_QUOTED PASSAGE:_
Pundits, members of the media, and legal experts generally focus exclusively on nullification in a purely legal sense, specifically on a particular process created and proposed by South Carolina Sen. John C. Calhoun during the so-called tariff crisis in the late 1820s and early 1830s. By doing this, they completely ignore nullification happening in a more practical sense.
Calhoun held that since each state is a party to a legal compact – the Constitution – each state had the constitutional authority to determine whether or not it had been exceeded or violated. In his conception of the process, a single state could then take a steps to legally nullify any act it deemed unconstitutional.
However, Calhoun’s scheme isn’t the only path we can follow to render a federal act null and void, or simply unenforceable in practice. Looking at nullification from a results-oriented, practical understanding, there are various avenues to nullify beyond Calhoun’s peculiar legal process. In fact, Thomas Jefferson himself mentioned no specific path to nullify in the Kentucky Resolutions. He never outlined a process, much less an exclusive method of nullification, like Calhoun claimed.
The nullification process Calhoun conceived tracked closely to the general principle Thomas Jefferson wrote about in the Kentucky Resolutions of 1798, asserting that a part of the federal government (the Supreme Court that is) could not serve as the final arbiter in determining the extent of federal power. Jefferson wrote:
“The government created by this compact was not made the exclusive or final judge of the extent of the powers delegated to itself; since that would have made its discretion, and not the Constitution, the measure of its powers; but that, as in all other cases of compact among powers having no common judge, each party has an equal right to judge for itself, as well of infractions as of the mode and measure of redress.”

_DATASET RECORDS:_
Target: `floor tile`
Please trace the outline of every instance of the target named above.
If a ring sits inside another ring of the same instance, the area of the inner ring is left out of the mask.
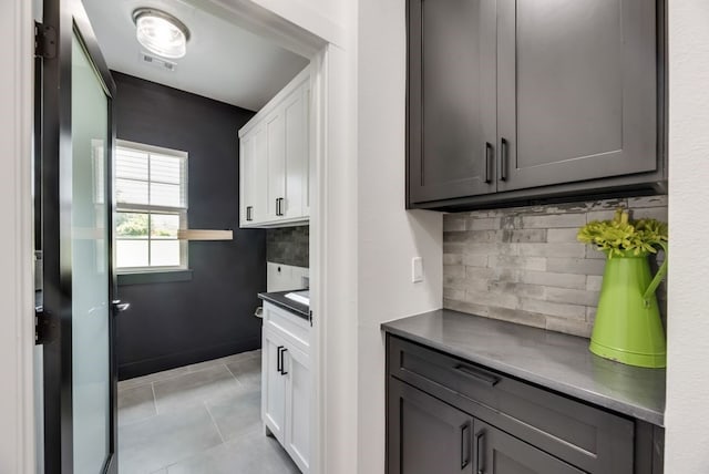
[[[167,467],[168,474],[300,473],[278,441],[260,433],[239,437]]]
[[[224,441],[251,432],[261,432],[261,392],[251,390],[207,402]]]
[[[152,384],[119,390],[119,425],[134,423],[156,414]]]
[[[153,473],[222,444],[204,405],[158,414],[119,427],[121,474]]]
[[[250,358],[246,360],[229,361],[226,363],[229,371],[236,379],[247,388],[258,389],[261,387],[261,358]]]
[[[244,391],[224,364],[161,380],[154,382],[153,388],[157,413],[161,414]]]

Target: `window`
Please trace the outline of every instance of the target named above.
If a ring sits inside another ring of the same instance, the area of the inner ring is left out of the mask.
[[[187,268],[187,153],[119,140],[115,194],[116,269]]]

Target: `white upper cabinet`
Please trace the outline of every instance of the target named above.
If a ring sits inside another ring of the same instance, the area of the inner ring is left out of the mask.
[[[310,72],[306,68],[239,130],[242,227],[308,221],[309,138]]]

_TASK ITEM A:_
Based on the passage on nullification, answer yes or no to each statement below, and quote the words from the passage that decide each one.
(i) Calhoun proposed his nullification process during the tariff crisis.
(ii) Jefferson set out a specific process for nullification in the Kentucky Resolutions.
(iii) The Kentucky Resolutions were written in 1798.
_TASK ITEM B:_ In the passage on nullification, what legal compact did Calhoun say each state is a party to?
The lines are not needed for these tasks.

_EXERCISE OUTPUT A:_
(i) Yes: "a particular process created and proposed by South Carolina Sen. John C. Calhoun during the so-called tariff crisis in the late 1820s and early 1830s"
(ii) No: "He never outlined a process, much less an exclusive method of nullification, like Calhoun claimed."
(iii) Yes: "the Kentucky Resolutions of 1798"

_EXERCISE OUTPUT B:_ The Constitution.